● **Task objective**:
Although the entries contain pictures, only their text goes into the copy, set down exactly.

Collected data entries

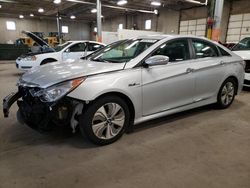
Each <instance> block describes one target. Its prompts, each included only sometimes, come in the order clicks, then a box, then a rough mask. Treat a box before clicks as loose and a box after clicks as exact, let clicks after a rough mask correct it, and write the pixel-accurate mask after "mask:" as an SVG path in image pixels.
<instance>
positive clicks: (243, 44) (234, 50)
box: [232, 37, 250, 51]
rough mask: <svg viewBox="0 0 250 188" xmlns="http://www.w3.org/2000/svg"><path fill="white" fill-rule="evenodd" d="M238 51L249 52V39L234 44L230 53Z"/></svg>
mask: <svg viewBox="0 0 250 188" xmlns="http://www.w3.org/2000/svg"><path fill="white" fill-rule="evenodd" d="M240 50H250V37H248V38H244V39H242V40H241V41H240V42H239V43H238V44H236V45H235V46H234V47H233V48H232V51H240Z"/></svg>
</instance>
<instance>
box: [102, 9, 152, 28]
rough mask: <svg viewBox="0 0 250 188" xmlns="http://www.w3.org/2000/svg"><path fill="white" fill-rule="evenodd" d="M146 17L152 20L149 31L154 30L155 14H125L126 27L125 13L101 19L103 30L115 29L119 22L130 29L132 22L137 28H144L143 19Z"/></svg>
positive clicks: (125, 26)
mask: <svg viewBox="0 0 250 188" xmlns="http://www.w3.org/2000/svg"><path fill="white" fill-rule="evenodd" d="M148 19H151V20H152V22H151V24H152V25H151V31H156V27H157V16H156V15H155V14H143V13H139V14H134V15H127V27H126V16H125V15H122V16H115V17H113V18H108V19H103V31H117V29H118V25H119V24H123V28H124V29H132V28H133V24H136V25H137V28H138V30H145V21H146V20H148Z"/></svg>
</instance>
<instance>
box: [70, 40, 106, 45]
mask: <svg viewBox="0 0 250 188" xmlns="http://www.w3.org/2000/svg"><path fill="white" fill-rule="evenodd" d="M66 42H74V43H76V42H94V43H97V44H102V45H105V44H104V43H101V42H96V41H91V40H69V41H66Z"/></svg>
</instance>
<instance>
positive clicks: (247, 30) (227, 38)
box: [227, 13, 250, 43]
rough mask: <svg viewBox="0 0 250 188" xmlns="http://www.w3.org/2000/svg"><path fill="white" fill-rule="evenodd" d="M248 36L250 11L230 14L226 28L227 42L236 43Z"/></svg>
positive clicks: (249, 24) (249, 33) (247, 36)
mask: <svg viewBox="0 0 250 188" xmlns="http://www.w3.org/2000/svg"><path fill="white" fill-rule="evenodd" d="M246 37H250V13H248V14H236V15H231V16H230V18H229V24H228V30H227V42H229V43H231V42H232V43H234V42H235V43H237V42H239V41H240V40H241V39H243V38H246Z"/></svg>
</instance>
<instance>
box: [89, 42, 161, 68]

● **Exercise answer**:
Each <instance> block describes one target. Its prompts, each included only sometimes, come in the order clicks, then a box, then a rough mask. Treat a box before clicks as loose and a box after clicks as exact, let clicks after a rough mask correct it, and write the pixel-accurate mask after "mask:" as an SVG path in image pixels.
<instance>
positive clicks: (243, 44) (234, 50)
box: [232, 37, 250, 51]
rough mask: <svg viewBox="0 0 250 188" xmlns="http://www.w3.org/2000/svg"><path fill="white" fill-rule="evenodd" d="M238 51L249 52V39L234 44L230 53Z"/></svg>
mask: <svg viewBox="0 0 250 188" xmlns="http://www.w3.org/2000/svg"><path fill="white" fill-rule="evenodd" d="M240 50H250V37H248V38H244V39H242V40H241V41H240V42H239V43H238V44H236V45H235V46H234V47H233V48H232V51H240Z"/></svg>
</instance>
<instance>
box: [102, 9, 152, 28]
rough mask: <svg viewBox="0 0 250 188" xmlns="http://www.w3.org/2000/svg"><path fill="white" fill-rule="evenodd" d="M146 17L152 20L149 31L154 30L155 14H125L126 27L125 13L101 19L103 30L115 29L119 22L130 29L132 22L137 28H144L143 19Z"/></svg>
positive clicks: (125, 26)
mask: <svg viewBox="0 0 250 188" xmlns="http://www.w3.org/2000/svg"><path fill="white" fill-rule="evenodd" d="M148 19H151V20H152V22H151V24H152V25H151V31H156V27H157V16H156V15H155V14H143V13H139V14H134V15H127V27H126V16H125V15H122V16H115V17H113V18H108V19H103V31H117V29H118V25H119V24H123V28H124V29H132V28H133V24H136V25H137V28H138V30H145V21H146V20H148Z"/></svg>
</instance>
<instance>
box: [70, 40, 106, 45]
mask: <svg viewBox="0 0 250 188" xmlns="http://www.w3.org/2000/svg"><path fill="white" fill-rule="evenodd" d="M66 42H74V43H76V42H94V43H97V44H102V45H105V44H104V43H101V42H96V41H91V40H69V41H66Z"/></svg>
</instance>
<instance>
positive clicks: (247, 30) (227, 38)
box: [227, 13, 250, 43]
rough mask: <svg viewBox="0 0 250 188" xmlns="http://www.w3.org/2000/svg"><path fill="white" fill-rule="evenodd" d="M248 36L250 11L230 14L226 28L227 42L236 43Z"/></svg>
positive clicks: (249, 24) (249, 33) (247, 36)
mask: <svg viewBox="0 0 250 188" xmlns="http://www.w3.org/2000/svg"><path fill="white" fill-rule="evenodd" d="M246 37H250V13H248V14H236V15H231V16H230V18H229V24H228V30H227V42H229V43H231V42H232V43H234V42H235V43H237V42H239V41H240V40H241V39H243V38H246Z"/></svg>
</instance>
<instance>
box: [89, 42, 161, 68]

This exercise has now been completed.